Data excerpts:

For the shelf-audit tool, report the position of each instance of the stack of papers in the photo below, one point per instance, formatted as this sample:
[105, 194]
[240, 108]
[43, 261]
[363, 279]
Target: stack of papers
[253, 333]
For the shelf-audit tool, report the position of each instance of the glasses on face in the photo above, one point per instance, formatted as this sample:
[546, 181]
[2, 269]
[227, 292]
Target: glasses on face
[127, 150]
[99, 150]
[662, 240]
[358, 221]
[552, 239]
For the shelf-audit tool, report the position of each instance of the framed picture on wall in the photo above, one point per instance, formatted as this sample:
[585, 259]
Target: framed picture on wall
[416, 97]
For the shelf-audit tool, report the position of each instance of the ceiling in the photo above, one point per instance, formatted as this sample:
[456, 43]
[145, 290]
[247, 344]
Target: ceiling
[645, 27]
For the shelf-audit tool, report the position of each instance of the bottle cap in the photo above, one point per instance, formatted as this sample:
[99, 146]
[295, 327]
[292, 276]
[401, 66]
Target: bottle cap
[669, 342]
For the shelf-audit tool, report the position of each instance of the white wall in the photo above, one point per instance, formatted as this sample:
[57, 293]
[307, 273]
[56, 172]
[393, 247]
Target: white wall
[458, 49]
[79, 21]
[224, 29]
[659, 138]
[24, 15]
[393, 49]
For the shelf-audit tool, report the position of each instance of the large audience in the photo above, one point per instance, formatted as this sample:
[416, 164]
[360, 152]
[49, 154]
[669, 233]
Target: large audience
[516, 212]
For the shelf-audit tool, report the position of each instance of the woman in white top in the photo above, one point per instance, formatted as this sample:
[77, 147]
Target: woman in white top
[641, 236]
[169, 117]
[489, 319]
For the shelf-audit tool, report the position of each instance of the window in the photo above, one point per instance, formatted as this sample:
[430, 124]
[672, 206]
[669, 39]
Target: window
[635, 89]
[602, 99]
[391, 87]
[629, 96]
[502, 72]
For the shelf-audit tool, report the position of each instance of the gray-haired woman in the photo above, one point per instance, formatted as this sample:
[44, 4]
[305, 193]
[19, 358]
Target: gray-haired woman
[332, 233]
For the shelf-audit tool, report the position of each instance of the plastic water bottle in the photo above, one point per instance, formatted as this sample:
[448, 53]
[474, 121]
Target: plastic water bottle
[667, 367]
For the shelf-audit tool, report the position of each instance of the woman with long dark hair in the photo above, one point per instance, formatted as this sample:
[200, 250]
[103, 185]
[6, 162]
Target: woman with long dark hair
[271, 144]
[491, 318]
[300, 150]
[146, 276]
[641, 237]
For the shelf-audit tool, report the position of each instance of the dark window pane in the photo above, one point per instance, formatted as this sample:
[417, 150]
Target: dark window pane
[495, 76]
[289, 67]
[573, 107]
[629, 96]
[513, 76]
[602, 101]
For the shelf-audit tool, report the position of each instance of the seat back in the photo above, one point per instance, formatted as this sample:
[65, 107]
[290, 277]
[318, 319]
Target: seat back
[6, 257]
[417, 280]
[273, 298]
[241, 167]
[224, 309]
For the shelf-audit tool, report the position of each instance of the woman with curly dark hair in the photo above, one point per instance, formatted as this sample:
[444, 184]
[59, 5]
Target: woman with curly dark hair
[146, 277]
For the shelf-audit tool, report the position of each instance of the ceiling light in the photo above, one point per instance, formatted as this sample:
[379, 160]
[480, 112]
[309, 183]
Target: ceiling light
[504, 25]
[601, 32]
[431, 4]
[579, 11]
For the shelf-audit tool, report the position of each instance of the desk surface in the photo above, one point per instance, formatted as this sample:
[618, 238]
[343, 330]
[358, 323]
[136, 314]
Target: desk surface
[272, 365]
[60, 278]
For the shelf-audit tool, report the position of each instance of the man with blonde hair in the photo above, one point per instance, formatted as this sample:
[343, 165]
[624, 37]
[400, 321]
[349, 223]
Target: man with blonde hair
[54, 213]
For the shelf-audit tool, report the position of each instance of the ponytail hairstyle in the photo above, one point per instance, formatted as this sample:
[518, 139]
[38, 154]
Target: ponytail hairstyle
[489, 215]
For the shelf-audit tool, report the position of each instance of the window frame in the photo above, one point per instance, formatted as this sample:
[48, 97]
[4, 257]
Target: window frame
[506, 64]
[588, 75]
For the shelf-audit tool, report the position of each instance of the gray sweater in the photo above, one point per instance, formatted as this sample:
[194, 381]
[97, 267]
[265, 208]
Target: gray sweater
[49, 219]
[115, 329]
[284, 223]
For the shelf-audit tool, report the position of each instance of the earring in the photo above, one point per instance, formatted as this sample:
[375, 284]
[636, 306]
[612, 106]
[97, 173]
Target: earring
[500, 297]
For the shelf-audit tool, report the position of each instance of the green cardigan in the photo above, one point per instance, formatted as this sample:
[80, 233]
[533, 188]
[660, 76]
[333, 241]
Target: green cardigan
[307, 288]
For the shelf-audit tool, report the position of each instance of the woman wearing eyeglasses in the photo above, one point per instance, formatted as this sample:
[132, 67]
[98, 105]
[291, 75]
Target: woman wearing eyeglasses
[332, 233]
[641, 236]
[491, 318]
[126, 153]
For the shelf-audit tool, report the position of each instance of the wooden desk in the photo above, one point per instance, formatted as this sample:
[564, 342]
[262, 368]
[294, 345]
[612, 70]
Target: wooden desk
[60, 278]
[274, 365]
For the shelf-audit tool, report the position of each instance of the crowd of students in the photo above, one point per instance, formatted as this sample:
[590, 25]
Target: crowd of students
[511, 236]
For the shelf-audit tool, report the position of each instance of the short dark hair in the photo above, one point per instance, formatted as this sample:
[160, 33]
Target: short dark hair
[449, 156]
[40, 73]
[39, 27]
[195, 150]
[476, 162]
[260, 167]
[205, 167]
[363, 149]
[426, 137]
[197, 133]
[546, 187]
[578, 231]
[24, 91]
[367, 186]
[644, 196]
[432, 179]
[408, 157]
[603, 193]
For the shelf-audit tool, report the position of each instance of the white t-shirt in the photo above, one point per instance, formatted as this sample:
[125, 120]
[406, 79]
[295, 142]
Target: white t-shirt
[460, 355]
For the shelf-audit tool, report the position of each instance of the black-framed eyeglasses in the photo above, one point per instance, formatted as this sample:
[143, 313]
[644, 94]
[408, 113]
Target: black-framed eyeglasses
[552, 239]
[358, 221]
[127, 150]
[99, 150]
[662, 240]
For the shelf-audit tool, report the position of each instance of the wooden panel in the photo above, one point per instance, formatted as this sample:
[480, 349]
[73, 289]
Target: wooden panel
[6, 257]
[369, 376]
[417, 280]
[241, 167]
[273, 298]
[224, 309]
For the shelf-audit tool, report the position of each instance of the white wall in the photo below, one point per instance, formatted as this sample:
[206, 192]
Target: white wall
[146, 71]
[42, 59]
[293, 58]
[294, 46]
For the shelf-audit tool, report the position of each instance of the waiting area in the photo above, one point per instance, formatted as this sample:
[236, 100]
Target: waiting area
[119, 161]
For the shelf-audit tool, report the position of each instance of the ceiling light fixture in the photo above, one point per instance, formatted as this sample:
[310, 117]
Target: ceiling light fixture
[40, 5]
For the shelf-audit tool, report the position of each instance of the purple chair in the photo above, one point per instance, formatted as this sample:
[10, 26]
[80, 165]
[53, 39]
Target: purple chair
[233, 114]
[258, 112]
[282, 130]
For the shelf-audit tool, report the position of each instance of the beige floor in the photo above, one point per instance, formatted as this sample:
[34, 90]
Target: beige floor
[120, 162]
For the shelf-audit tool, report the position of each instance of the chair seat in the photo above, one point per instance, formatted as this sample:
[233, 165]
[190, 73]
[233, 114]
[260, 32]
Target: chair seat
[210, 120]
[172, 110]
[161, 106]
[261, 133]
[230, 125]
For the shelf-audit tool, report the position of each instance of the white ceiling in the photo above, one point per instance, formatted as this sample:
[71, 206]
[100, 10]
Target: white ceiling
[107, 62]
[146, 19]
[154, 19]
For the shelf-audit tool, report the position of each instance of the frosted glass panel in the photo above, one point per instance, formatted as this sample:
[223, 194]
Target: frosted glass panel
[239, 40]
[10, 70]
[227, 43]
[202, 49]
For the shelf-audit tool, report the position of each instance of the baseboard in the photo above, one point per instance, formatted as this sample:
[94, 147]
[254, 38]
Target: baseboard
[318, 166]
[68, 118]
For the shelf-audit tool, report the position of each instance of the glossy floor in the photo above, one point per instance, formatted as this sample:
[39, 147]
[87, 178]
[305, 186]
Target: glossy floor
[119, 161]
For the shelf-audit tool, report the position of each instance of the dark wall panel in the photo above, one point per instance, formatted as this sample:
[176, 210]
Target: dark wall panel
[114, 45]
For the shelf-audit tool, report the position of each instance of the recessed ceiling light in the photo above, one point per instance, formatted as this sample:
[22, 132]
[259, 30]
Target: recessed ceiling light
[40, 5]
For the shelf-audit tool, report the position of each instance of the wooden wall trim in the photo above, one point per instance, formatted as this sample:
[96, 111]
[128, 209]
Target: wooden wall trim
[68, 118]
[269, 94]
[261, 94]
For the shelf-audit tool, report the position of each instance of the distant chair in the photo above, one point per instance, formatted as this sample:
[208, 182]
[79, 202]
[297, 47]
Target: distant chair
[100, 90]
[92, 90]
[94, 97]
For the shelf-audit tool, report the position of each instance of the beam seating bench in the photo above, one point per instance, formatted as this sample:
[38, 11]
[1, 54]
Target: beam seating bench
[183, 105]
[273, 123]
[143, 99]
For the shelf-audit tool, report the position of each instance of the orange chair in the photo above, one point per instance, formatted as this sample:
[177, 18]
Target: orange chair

• [WHAT YOU WILL DO]: The response consists of the lines above that contain "orange".

• [TASK SOLUTION]:
For the shelf-audit tool, report the position of each instance of the orange chair in the photo above, one point per instance, formatted as this sample:
Target: orange chair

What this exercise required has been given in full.